Text passage –
********
Kane was bought to help Bayern win the big games in the second half of the season: the games where big players truly cement their legacies. And in the first really big game of the season, at Leverkusen on Saturday, Kane was unable to make an impact. He managed only 18 touches, didn’t have a shot and didn’t create a chance as he was shut out of the game by Xabi Alonso’s side.

He was by no means the only Bayern player to underperform, and the whole club is now in a mood of introspection following the defeat. But when a club spends €100million ($126m) on a 30-year-old striker, they expect him to be able to win them big games precisely when nobody else is playing well.

Given Bayern’s recent struggles, it is impossible not to think back to what Kane said in September, that there was a “different pressure” at Bayern than at Tottenham. Because it “wasn’t a disaster” when Tottenham went a few games without winning, whereas at Bayern “the feeling is that you have to win every game”. We can infer from this how everyone at Bayern will be feeling right now, and how much pressure there is on their European campaign.

But you could still argue that Kane needs a strong end to the season just as much as Bayern do.

Everyone is more than familiar with the tired debate about whether Kane needs to win trophies to be deemed a truly great player. He was a great player when he did not win anything playing for Spurs and will remain a great player even if he wins nothing this season with Bayern. One of the most valuable things that a trophy would give him, beyond personal pride, would be to end the debate. In an instant, he could shed himself of the tag of the greatest player in the history of the game never to win anything, the man who achieved everything in football, except for the most fundamental achievement of all.
********
Extracted data –
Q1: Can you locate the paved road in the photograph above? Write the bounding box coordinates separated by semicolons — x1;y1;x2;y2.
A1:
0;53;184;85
********
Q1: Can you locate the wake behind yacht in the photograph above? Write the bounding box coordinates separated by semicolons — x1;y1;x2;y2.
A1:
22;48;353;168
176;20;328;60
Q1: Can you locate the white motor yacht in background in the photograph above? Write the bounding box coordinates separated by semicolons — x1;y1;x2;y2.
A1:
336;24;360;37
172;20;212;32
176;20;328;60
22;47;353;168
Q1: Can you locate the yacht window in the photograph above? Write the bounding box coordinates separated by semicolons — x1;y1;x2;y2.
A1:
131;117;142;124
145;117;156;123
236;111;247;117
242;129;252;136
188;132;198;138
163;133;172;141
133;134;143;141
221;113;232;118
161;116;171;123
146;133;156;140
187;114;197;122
********
Given instruction –
Could you give everything in the passage on Kane at Bayern from "He was by no" down to "as Bayern do." again, switching "Tottenham" to "Spurs"? The material is separate from the passage on Kane at Bayern.

Finished answer –
He was by no means the only Bayern player to underperform, and the whole club is now in a mood of introspection following the defeat. But when a club spends €100million ($126m) on a 30-year-old striker, they expect him to be able to win them big games precisely when nobody else is playing well.

Given Bayern’s recent struggles, it is impossible not to think back to what Kane said in September, that there was a “different pressure” at Bayern than at Spurs. Because it “wasn’t a disaster” when Spurs went a few games without winning, whereas at Bayern “the feeling is that you have to win every game”. We can infer from this how everyone at Bayern will be feeling right now, and how much pressure there is on their European campaign.

But you could still argue that Kane needs a strong end to the season just as much as Bayern do.